- Do this
Select each line in the rows below that contains the word "distant", and copy those lines out.

(Extracts from a box-labeled dataset)
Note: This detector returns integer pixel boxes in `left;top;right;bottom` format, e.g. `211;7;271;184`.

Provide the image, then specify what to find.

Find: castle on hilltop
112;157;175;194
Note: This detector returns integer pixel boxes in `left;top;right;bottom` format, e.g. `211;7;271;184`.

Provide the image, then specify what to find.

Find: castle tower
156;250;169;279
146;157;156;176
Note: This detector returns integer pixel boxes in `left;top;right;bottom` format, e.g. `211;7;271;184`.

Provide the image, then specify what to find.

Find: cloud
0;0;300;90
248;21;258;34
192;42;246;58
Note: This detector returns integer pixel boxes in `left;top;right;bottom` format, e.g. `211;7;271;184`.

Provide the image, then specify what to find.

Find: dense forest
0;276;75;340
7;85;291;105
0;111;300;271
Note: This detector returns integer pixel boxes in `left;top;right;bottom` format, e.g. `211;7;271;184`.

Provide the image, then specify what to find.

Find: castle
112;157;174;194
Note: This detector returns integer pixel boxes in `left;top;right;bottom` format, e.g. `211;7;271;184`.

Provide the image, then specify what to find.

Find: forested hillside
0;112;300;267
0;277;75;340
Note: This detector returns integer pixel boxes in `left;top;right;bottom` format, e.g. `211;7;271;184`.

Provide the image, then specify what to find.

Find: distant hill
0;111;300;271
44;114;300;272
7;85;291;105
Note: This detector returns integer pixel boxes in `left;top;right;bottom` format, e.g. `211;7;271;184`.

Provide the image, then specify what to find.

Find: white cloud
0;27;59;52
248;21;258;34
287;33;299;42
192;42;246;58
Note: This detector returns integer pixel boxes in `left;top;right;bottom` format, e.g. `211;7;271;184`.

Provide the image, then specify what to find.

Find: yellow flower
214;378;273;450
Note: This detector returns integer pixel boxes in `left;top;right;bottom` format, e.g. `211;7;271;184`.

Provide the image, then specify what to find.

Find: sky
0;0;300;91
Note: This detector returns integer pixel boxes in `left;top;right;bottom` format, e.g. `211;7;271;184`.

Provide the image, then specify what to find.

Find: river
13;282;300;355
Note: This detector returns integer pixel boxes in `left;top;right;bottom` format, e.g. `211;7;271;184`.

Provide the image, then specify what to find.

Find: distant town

- Result of the task
Find: distant hill
Find: distant town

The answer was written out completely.